*** Opening of Records for this exercise ***

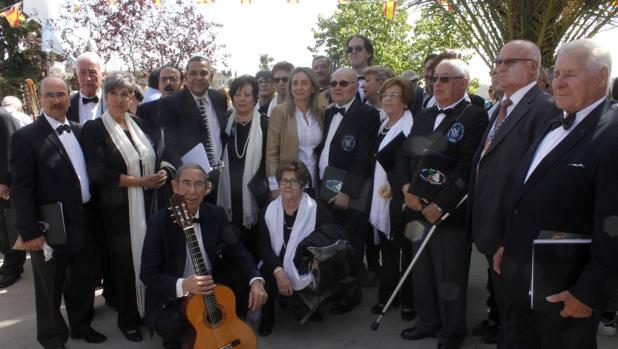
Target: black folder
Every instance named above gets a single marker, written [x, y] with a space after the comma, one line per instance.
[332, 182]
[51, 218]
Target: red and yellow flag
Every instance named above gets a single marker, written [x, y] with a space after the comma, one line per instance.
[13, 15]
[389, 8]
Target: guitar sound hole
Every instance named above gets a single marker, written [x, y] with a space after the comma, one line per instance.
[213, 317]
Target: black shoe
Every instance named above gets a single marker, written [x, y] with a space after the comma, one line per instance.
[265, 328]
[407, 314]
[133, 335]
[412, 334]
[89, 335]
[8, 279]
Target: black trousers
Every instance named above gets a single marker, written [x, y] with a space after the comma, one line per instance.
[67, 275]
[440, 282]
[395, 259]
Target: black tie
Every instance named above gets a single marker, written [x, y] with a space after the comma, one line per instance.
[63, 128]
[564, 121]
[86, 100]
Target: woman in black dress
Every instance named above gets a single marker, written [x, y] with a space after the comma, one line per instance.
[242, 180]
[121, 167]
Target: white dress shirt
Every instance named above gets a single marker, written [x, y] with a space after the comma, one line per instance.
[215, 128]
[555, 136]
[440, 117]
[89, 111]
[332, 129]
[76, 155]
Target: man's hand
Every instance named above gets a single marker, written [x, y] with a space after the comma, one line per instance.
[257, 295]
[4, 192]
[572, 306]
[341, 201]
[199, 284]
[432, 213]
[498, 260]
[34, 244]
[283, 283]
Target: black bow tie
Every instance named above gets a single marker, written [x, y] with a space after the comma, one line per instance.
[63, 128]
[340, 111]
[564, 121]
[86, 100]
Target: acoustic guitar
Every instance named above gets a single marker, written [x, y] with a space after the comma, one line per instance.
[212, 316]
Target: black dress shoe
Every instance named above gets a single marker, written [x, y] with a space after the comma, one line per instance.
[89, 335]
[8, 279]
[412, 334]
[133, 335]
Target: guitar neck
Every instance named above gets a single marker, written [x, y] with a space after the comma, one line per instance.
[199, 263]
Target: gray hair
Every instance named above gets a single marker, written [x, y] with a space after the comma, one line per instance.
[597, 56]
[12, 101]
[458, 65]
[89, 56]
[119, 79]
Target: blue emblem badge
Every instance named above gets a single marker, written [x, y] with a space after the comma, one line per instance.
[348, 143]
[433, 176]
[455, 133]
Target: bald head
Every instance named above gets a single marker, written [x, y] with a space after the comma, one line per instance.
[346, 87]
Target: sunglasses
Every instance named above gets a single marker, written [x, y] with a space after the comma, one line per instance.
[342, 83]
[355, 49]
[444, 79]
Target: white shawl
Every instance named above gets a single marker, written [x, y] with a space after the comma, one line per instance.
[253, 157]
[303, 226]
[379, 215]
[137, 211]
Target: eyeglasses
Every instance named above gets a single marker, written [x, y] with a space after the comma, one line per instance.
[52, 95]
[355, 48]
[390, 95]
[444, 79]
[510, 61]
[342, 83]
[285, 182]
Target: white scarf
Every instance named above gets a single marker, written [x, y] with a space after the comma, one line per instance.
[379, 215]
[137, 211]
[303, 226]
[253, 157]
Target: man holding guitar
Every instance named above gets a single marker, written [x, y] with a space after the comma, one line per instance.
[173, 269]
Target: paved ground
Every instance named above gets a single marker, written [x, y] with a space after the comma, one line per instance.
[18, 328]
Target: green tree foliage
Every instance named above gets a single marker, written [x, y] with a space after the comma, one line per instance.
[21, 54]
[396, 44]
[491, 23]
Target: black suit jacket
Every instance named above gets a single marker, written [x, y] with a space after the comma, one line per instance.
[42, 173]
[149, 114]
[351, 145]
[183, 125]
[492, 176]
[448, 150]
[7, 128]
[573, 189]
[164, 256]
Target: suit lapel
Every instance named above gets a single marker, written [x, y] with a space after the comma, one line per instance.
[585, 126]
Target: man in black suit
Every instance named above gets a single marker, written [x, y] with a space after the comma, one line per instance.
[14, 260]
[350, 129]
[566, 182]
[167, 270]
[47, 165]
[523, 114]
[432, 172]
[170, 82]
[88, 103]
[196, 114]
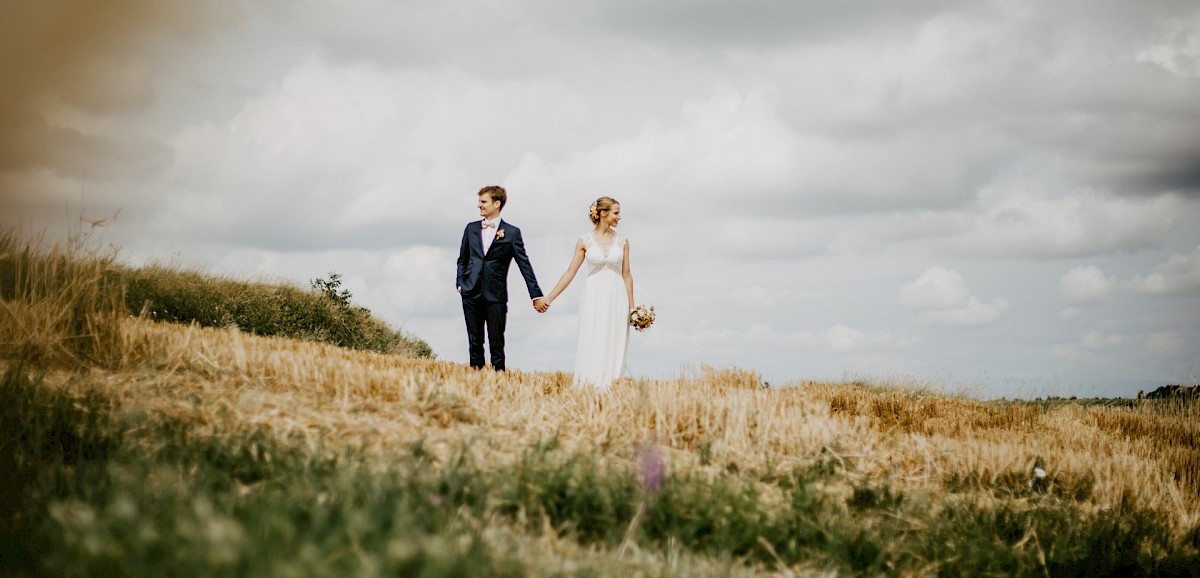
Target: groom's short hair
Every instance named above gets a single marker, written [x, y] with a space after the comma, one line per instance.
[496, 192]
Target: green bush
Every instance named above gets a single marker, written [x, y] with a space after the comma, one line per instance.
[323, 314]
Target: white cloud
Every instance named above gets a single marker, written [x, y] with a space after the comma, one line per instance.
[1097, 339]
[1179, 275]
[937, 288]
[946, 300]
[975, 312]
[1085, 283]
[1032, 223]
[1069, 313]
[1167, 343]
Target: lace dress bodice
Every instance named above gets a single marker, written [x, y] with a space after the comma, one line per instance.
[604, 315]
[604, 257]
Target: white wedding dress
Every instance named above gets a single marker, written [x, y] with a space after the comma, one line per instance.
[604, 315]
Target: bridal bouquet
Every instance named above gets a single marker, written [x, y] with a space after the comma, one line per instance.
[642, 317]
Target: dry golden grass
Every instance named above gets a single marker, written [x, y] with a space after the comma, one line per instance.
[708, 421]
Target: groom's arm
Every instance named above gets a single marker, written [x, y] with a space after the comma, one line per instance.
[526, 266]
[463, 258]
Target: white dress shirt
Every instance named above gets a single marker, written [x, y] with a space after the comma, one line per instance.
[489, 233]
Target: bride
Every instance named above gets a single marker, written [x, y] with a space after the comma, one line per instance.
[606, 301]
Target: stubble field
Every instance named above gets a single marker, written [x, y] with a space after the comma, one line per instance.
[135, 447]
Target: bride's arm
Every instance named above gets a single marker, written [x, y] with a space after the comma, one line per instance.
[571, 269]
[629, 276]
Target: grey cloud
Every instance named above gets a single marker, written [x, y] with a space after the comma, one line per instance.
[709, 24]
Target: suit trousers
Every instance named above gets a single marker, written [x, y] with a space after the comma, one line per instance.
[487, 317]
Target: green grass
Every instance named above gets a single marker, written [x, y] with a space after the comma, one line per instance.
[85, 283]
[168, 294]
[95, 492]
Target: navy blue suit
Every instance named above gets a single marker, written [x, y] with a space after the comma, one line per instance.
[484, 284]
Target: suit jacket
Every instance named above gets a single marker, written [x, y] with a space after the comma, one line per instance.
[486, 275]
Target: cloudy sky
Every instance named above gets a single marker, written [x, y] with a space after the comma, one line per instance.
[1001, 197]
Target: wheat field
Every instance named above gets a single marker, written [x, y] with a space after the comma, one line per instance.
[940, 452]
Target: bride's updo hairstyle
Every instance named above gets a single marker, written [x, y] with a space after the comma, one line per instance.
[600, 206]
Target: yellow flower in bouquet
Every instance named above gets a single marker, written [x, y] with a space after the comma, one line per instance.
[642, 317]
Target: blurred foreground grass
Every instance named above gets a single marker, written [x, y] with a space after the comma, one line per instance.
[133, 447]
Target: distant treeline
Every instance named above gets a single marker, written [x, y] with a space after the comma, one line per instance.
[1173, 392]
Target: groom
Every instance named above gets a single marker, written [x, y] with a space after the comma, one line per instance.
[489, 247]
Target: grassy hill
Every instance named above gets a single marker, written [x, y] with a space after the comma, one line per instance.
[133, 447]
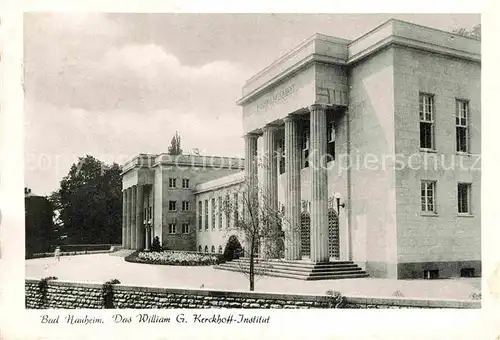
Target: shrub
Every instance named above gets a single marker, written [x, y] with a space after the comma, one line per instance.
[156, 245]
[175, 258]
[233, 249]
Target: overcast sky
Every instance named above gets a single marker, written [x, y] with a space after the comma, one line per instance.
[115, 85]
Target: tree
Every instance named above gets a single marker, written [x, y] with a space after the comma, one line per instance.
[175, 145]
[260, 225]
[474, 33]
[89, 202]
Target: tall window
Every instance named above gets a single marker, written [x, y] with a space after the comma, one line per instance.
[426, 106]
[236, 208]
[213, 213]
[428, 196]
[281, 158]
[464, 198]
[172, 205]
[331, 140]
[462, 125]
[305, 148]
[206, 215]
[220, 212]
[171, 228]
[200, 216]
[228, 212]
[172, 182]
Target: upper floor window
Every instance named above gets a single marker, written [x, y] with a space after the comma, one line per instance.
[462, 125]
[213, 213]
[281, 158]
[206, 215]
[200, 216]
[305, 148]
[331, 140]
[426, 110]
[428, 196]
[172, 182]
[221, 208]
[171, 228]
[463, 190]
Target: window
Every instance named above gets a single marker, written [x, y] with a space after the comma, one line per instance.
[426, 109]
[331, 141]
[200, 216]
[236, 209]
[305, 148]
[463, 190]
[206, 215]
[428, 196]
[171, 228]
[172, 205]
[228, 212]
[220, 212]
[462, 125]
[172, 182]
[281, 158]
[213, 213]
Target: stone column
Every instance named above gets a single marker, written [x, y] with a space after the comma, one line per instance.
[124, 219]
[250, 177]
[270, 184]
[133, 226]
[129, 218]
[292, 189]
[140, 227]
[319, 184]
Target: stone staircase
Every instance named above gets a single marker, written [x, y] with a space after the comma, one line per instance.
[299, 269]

*** Close of Records for this exercise ***

§ Work request: Show each line of the material that includes the word "field".

§ Task result:
Target: stubble field
Target: wheat field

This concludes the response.